Andy Seaborne commented on JENA-615:
------------------------------------

That would be a good pattern if it can be optimized.

Since 2.11.0, the filter placement has been improved which helps this sort of pattern when {{ # Some patterns}} is complex.

Example:
{noformat}
PREFIX : <http://example/>
SELECT * {
  ?var :p ?o .
  OPTIONAL {?var :q ?v }
  FILTER(?var != <http://constant>)
}
{noformat}

used to give (2.11.0)
{noformat}
(prefix ((: <http://example/>))
  (filter (!= ?var <http://constant>)
    (conditional
      (bgp (triple ?var :p ?o))
      (bgp (triple ?var :q ?v)))))
{noformat}
and now gives (2.11.1 development):
{noformat}
(prefix ((: <http://example/>))
  (conditional
    (filter (!= ?var <http://constant>)
      (bgp (triple ?var :p ?o)))
    (bgp (triple ?var :q ?v))))
{noformat}
so it's putting the removal of `?var = <http://constant>` as early possible.

******

Required tasks
1. According to the JENA-615 comment, since which release has filter placement been improved?
2. Pick up the JENA-615 comment on filter placement at the point where it stops, and carry it forward.
The data placed after this comment comes from a separate source.

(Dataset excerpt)

******

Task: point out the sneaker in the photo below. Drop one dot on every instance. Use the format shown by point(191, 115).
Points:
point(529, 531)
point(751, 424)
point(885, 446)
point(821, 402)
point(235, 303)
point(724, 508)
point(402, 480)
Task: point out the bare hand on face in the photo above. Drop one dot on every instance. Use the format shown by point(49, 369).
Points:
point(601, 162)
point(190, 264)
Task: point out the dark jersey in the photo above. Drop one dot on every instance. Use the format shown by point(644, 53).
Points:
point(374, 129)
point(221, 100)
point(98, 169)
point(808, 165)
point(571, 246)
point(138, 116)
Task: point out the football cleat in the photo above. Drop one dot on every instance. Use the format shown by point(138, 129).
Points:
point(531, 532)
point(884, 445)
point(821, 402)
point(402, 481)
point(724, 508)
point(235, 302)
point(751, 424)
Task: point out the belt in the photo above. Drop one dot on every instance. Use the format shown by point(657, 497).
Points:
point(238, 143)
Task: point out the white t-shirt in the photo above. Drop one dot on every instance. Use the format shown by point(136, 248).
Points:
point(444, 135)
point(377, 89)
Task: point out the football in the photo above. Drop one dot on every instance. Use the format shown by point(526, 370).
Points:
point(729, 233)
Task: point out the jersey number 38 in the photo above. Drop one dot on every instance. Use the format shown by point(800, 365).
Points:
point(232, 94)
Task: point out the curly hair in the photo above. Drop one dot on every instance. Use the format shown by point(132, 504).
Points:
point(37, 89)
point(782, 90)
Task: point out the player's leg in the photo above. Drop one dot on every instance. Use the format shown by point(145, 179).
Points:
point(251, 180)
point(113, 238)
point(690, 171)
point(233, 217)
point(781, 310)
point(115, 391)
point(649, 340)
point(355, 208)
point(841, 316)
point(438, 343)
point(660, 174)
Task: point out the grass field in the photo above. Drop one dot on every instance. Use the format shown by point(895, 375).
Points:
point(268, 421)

******

Replies
1. Since 2.11.0.

2.
For some engines, like TDB, where the lowest level are not the Nodes themselves but some internal id, then {{FILTER(?var != <http://constant>)}} naively needs to get the string form of `?var`. It could work in reverse and find the internal id for <http://constant> then do filtering on the internal ids, which is much more efficient (no need to touch the node table) although as it's a != test, ?var might well be returned anyway so getting early may not matter too much.

A special optimization is when {{<http://constant>}} is not in the data at all.

As ever, it comes down to timing different designs to see which tradeoffs works best.

> Possible optimisation for FILTER(?var != <constant>)
> ----------------------------------------------------
>
>                 Key: JENA-615
>                 URL: https://issues.apache.org/jira/browse/JENA-615
>             Project: Apache Jena
>          Issue Type: Improvement
>          Components: ARQ
>            Reporter: Rob Vesse
>            Assignee: Rob Vesse
>            Priority: Minor
>              Labels: algebra, optimization, sparql
>
> I have an idea for a possible optimisation for queries of the following general form:
> {noformat}
> SELECT *
> WHERE
> {
>   # Some Patterns
>   FILTER(?var != <http://constant>)
> } 
> {noformat}
> This pattern crops up surprisingly often in real SPARQL workloads since it is often used to either limit a variable to exclude certain possibilities or to avoid self referential links in the data.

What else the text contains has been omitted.